| WHAT TO WORK ON |
Please swap "interior door" for "closet door" in the rows starting at the line containing "I need to verify whether the white ceiling fan" and ending at the line containing "446 245 640 377". Return only those lines, with everything else unchanged.
#### EXERCISE INPUT ####
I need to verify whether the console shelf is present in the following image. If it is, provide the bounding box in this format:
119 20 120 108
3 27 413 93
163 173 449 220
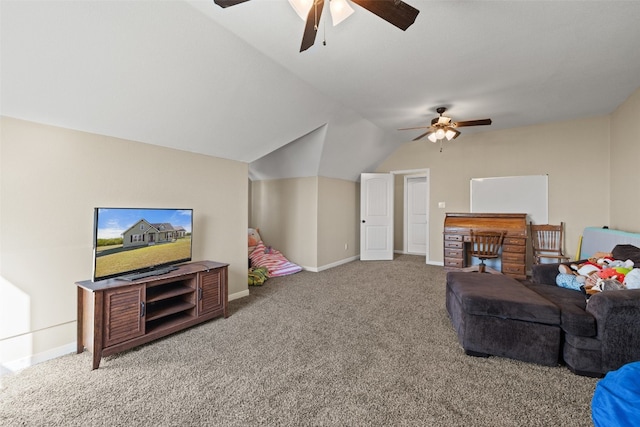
76 261 229 369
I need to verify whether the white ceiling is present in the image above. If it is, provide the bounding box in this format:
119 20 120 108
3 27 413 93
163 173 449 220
0 0 640 179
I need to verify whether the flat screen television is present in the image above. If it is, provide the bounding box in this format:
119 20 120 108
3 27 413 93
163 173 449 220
93 208 193 281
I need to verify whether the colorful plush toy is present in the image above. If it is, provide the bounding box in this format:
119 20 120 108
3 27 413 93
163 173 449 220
248 228 262 255
624 268 640 289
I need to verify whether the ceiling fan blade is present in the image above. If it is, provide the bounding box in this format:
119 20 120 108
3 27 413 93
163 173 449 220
213 0 249 7
453 119 491 128
351 0 420 31
300 0 324 52
412 129 433 141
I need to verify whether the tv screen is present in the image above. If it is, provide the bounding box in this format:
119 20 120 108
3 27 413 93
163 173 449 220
93 208 193 281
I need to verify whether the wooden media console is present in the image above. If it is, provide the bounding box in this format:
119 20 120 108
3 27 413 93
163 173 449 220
76 261 229 369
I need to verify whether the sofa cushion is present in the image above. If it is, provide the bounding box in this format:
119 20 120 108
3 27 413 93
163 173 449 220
611 245 640 267
447 271 560 325
527 283 597 337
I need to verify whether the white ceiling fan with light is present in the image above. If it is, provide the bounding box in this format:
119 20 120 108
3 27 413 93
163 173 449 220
213 0 420 52
398 107 491 152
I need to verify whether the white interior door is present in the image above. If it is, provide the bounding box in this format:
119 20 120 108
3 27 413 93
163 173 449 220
405 176 429 255
360 173 393 261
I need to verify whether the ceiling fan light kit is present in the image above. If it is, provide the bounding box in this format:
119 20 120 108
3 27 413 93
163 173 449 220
398 107 491 152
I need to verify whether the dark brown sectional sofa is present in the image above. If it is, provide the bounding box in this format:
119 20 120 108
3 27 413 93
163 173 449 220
446 245 640 377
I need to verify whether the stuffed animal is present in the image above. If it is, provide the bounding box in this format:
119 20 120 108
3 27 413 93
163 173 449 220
591 279 626 293
624 268 640 289
248 228 262 255
556 264 586 291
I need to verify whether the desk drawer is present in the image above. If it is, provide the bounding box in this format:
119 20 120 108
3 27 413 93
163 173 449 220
444 258 462 268
444 240 464 250
502 263 525 275
444 234 464 242
502 252 526 264
502 245 527 254
502 237 527 246
444 248 463 259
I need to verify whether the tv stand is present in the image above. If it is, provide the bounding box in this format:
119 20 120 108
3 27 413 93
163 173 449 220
117 266 178 282
76 261 229 369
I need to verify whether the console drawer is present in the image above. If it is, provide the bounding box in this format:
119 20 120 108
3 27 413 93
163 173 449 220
444 248 462 259
502 263 525 276
444 240 464 250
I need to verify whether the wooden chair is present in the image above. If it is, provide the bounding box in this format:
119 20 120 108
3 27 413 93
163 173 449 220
529 222 569 264
463 230 505 274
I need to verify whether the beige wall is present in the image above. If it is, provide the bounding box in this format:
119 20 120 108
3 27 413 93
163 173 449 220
317 177 360 268
609 89 640 233
250 176 360 271
0 118 248 368
377 117 610 262
251 177 318 269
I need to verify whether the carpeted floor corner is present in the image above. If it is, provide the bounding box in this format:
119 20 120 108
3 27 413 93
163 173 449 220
0 255 597 427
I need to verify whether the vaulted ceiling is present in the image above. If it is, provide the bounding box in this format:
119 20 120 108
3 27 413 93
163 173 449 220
0 0 640 180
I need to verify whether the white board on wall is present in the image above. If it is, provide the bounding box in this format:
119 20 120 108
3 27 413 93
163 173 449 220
471 175 549 224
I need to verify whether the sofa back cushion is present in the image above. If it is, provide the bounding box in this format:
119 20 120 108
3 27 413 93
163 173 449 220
611 245 640 268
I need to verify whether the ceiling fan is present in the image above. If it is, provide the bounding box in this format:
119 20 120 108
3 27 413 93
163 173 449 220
213 0 420 52
398 107 491 147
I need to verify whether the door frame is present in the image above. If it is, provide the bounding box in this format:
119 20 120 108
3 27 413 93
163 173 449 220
389 168 431 264
402 173 429 259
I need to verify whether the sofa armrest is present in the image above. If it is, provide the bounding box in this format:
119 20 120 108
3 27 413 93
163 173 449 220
587 289 640 372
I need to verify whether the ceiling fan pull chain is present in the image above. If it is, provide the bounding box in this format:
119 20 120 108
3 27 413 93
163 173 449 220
313 1 318 33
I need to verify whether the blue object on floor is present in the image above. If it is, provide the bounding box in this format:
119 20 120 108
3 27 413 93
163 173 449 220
591 362 640 427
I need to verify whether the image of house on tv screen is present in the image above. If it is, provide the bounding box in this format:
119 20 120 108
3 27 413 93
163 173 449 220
94 208 193 280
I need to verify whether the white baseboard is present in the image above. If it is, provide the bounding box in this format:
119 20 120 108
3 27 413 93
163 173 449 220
228 289 249 301
0 289 249 376
0 342 77 375
301 255 360 273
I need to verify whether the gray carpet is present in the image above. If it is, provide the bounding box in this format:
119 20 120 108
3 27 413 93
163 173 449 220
0 255 597 426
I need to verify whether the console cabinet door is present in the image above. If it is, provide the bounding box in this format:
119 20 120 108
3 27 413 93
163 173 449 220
198 268 226 316
104 285 145 347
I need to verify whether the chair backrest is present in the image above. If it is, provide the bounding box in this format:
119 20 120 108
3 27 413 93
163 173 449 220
530 222 564 254
469 230 505 259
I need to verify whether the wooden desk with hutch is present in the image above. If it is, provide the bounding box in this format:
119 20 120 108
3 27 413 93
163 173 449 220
443 213 527 279
76 261 229 369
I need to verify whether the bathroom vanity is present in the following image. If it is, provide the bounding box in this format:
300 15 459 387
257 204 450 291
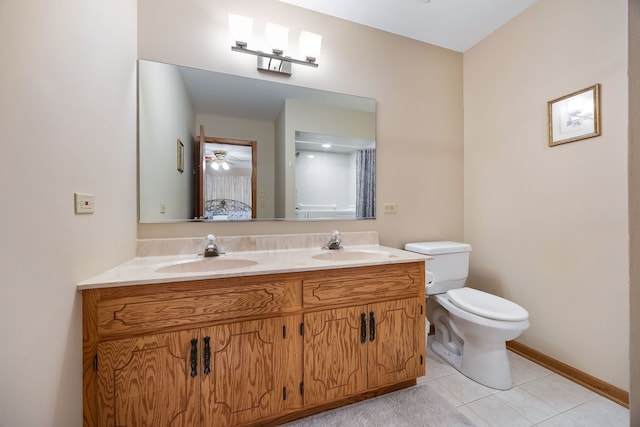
79 233 426 426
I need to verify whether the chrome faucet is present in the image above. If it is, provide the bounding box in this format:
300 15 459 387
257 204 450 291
203 234 220 258
323 230 342 250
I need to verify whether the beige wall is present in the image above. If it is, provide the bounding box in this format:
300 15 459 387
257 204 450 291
0 0 136 427
629 0 640 426
138 0 463 247
464 0 629 390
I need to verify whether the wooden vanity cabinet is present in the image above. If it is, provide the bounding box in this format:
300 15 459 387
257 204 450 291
83 262 425 427
303 264 425 405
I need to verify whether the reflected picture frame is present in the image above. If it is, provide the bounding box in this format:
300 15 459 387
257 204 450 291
547 83 600 147
176 139 184 173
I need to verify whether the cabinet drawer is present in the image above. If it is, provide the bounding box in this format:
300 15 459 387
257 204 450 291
96 280 301 339
302 263 425 308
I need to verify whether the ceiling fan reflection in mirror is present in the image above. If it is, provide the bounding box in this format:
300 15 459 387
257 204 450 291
205 150 233 170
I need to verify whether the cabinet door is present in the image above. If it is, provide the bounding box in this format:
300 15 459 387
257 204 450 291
304 306 367 405
367 298 425 388
202 316 302 426
97 330 200 427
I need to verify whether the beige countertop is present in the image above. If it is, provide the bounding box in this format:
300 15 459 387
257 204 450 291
78 232 430 290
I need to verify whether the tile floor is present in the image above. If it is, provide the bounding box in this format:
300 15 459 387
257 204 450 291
418 342 629 427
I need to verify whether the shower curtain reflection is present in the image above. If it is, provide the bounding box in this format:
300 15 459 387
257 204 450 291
356 148 376 218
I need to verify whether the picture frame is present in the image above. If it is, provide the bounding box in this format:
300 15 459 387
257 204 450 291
176 139 184 173
547 83 600 147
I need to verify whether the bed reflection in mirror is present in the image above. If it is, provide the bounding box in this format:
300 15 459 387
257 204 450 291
138 60 376 223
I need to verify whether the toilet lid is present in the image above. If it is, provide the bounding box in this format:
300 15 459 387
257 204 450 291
447 288 529 322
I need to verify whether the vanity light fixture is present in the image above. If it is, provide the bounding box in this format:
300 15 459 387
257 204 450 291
229 13 322 76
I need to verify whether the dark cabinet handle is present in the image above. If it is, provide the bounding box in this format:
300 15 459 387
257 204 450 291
203 337 211 375
191 338 198 377
369 311 376 341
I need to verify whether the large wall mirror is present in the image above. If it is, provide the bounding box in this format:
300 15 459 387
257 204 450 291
138 60 376 223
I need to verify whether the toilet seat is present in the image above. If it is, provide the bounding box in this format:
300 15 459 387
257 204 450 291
447 288 529 322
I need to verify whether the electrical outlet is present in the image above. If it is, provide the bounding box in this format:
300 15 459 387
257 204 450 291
384 203 397 213
73 193 95 214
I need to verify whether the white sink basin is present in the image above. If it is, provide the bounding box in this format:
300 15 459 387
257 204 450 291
312 249 396 261
156 257 257 273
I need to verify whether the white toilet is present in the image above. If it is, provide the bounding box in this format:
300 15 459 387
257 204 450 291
404 242 529 390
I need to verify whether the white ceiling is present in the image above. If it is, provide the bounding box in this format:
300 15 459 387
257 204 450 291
280 0 537 52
####
| SOLUTION |
I need to verify whether the white ceiling fan with light is present in the image above. If it is, provide the bounding box in this format:
119 20 120 108
3 27 413 93
163 173 449 220
213 0 420 52
398 107 491 152
I need to verify whether the white closet door is present in the image above. If it is, provide the bounding box in this format:
119 20 120 108
3 27 413 93
163 173 449 220
405 176 429 255
360 173 393 261
I need to verify whether the ceiling fan light kit is present in the image above. If it is, provide the bounding box in this format:
119 20 120 108
3 27 413 93
163 173 449 220
398 107 491 152
I need to verify whether the dark brown sectional sofa is present in the image above. If it is, provide the bounding box in this format:
119 20 120 108
3 27 413 93
163 173 449 220
446 245 640 377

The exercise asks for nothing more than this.